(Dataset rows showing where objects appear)
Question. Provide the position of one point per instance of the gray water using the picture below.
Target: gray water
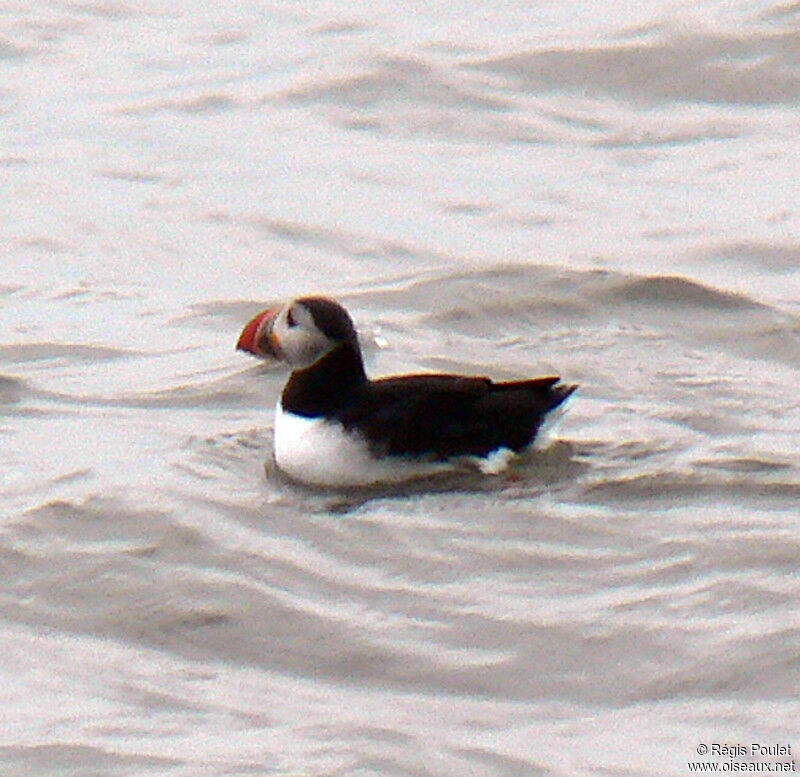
(608, 193)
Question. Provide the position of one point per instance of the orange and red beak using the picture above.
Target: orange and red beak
(258, 338)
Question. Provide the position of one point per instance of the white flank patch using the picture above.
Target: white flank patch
(321, 453)
(496, 461)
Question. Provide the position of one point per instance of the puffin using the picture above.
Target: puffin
(337, 428)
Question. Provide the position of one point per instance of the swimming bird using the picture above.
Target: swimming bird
(334, 427)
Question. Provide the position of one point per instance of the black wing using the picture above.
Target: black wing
(440, 416)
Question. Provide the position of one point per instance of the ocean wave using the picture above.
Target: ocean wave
(755, 68)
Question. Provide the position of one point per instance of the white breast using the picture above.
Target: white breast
(322, 453)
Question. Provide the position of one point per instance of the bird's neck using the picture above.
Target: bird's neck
(327, 385)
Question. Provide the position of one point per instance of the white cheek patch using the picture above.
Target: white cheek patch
(301, 345)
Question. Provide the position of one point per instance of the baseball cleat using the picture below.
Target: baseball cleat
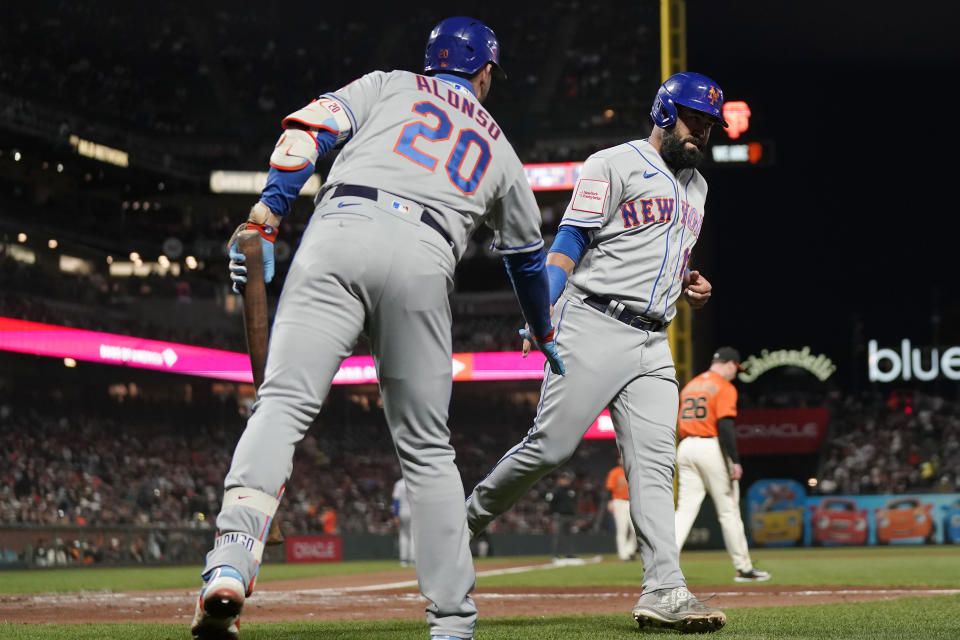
(677, 609)
(754, 575)
(218, 608)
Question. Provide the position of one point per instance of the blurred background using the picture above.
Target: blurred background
(132, 142)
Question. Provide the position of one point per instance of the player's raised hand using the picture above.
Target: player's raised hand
(238, 270)
(548, 348)
(696, 289)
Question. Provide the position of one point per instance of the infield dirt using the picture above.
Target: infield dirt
(394, 595)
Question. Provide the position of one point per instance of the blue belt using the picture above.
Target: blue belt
(369, 193)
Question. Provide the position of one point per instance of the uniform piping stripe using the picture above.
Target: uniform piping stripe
(584, 223)
(534, 429)
(666, 250)
(683, 232)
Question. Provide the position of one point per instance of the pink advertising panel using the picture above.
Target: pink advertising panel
(64, 342)
(601, 429)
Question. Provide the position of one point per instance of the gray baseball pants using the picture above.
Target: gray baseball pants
(630, 372)
(366, 267)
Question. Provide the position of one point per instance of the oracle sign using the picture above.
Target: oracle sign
(910, 363)
(314, 549)
(764, 431)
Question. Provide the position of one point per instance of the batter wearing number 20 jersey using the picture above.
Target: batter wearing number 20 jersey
(703, 401)
(430, 140)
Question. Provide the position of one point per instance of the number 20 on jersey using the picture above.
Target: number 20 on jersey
(436, 128)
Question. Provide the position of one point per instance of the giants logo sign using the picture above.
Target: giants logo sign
(314, 549)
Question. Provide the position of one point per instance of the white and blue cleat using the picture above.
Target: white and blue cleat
(218, 608)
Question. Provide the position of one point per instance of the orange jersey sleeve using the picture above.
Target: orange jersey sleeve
(704, 400)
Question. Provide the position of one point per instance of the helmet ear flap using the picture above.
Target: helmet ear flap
(664, 111)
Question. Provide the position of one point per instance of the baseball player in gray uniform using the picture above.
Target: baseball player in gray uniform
(620, 261)
(422, 165)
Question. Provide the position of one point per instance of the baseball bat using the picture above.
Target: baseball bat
(257, 328)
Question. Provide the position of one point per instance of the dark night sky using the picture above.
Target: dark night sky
(856, 218)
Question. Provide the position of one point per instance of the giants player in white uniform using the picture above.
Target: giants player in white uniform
(624, 243)
(422, 165)
(708, 461)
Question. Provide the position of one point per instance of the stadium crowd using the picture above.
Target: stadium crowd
(900, 443)
(127, 463)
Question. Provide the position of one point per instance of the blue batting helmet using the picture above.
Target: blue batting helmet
(692, 90)
(462, 44)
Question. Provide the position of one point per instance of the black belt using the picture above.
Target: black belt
(359, 191)
(637, 321)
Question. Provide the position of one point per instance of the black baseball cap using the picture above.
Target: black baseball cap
(728, 354)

### WORK TO DO:
Return every row above word for word, leaving out the pictures.

### FULL OUTPUT:
Question. Provide the position of one point per instance of the gray water using the picture below.
Target: gray water
(608, 193)
Question. Provide the position of one point per instance of the orange and red beak using the picture above.
Target: orange and red beak
(258, 338)
Question. Provide the position of one point per instance of the white flank patch using the picture above.
Target: white flank patch
(321, 453)
(496, 461)
Question. Provide the position of one point per instance of the puffin using the picture above.
Target: puffin
(337, 428)
Question. Provide the position of one point per instance of the swimming bird using the picture above.
Target: swimming bird
(334, 427)
Question. Provide the position of one point per instance of the black wing using the picture above.
Target: black wing
(440, 416)
Question. Provide the position of one point per instance of the ocean wave using the picture above.
Target: ocean wave
(755, 68)
Question. Provide the position of one point per instance of the white breast using the picture above.
Target: white breast
(322, 453)
Question. Provide the position of one point per instance of the bird's neck using the picture above.
Target: bird's neck
(327, 385)
Question. Provide the position of one point per instance of the white cheek patch using the picture above.
Target: white cheek patch
(301, 345)
Question. Provide the position of one point per instance of the baseball cleat using the picture below.
Target: baseball cleat
(677, 609)
(754, 575)
(218, 608)
Question. Provide the position of one point per instance of the blurred background using the picture above.
Target: blurred background
(132, 142)
Question. Provide the position of one point per instance of the player's raised hand using the picture above.
Target: player's raised hand
(238, 270)
(548, 348)
(696, 289)
Question. Provide the position of one point per instance of the infield dirt using the picture above.
Target: infield dirt
(394, 595)
Question. Provide the position of one point per instance of the blue belt using the picture above.
Target: blue belt
(369, 193)
Question. Provide the position of one point per instance of the uniform piping stripe using the picture above.
Target: uniform piping stripe
(584, 223)
(534, 429)
(666, 250)
(683, 232)
Question. Provide the position of one point per instance of the pink advertising panel using the picture above.
Target: pink advertising panel
(64, 342)
(601, 429)
Question. Provide the position of one point per instance of the gray baseball pants using the picture above.
Target: gray baseball pants
(630, 372)
(366, 267)
Question. Provide the position of one point per instance of the oracle sign using the picture above.
Target: oracle sign
(910, 363)
(314, 549)
(764, 431)
Question. Provide the position of one point per instance of the batter wearing number 20 jersey using the picture above.
Target: batter wearing number 20 jersey
(703, 401)
(430, 140)
Question. Provide the position of one point per instance of the number 20 on jersey using the picture above.
Target: number 20 on jersey
(436, 128)
Question. Provide the position of one point per instance of the giants logo sign using the picture above.
Target: giants logo sign
(314, 549)
Question. Provide the position of one point per instance of the white and blue cleat using the picture above.
Target: white and blue cleat
(218, 608)
Question. Provide the position of one point per instance of the orange jersey sleeve using the picture above.
Target: orange jersey sleeve
(704, 400)
Question. Provide the position of one point per instance of the helmet ear flap using the picture above.
Target: helmet ear flap
(664, 111)
Question. Provide the position of one point per instance of the baseball player in gray uniform using the picture above.
Target: baseball player in gray uniform
(620, 261)
(422, 165)
Question. Provide the position of one point per instance of the baseball bat using the picture above.
Target: baseball bat
(257, 328)
Question. Provide the position of one point per instance of the dark night sky using the picture above.
Target: dark night sky
(856, 218)
Question. Provide the position of one point per instance of the giants player in white uniform using the picture above.
Target: giants player in white uniform
(624, 243)
(422, 165)
(708, 461)
Question. Provide the position of one point per instance of the stadium crowd using the picture above.
Target: stadium crowd
(900, 443)
(127, 463)
Question. Provide the position of one point per instance of the blue batting helmet using the picture above.
Target: blue batting helmet
(692, 90)
(462, 44)
Question. Provide the position of one point per instance of the black belt using the picture above.
Target: black belt
(359, 191)
(637, 321)
Question. Provide the position of one point per instance of the black baseball cap using the picture above.
Target: black baseball cap
(728, 354)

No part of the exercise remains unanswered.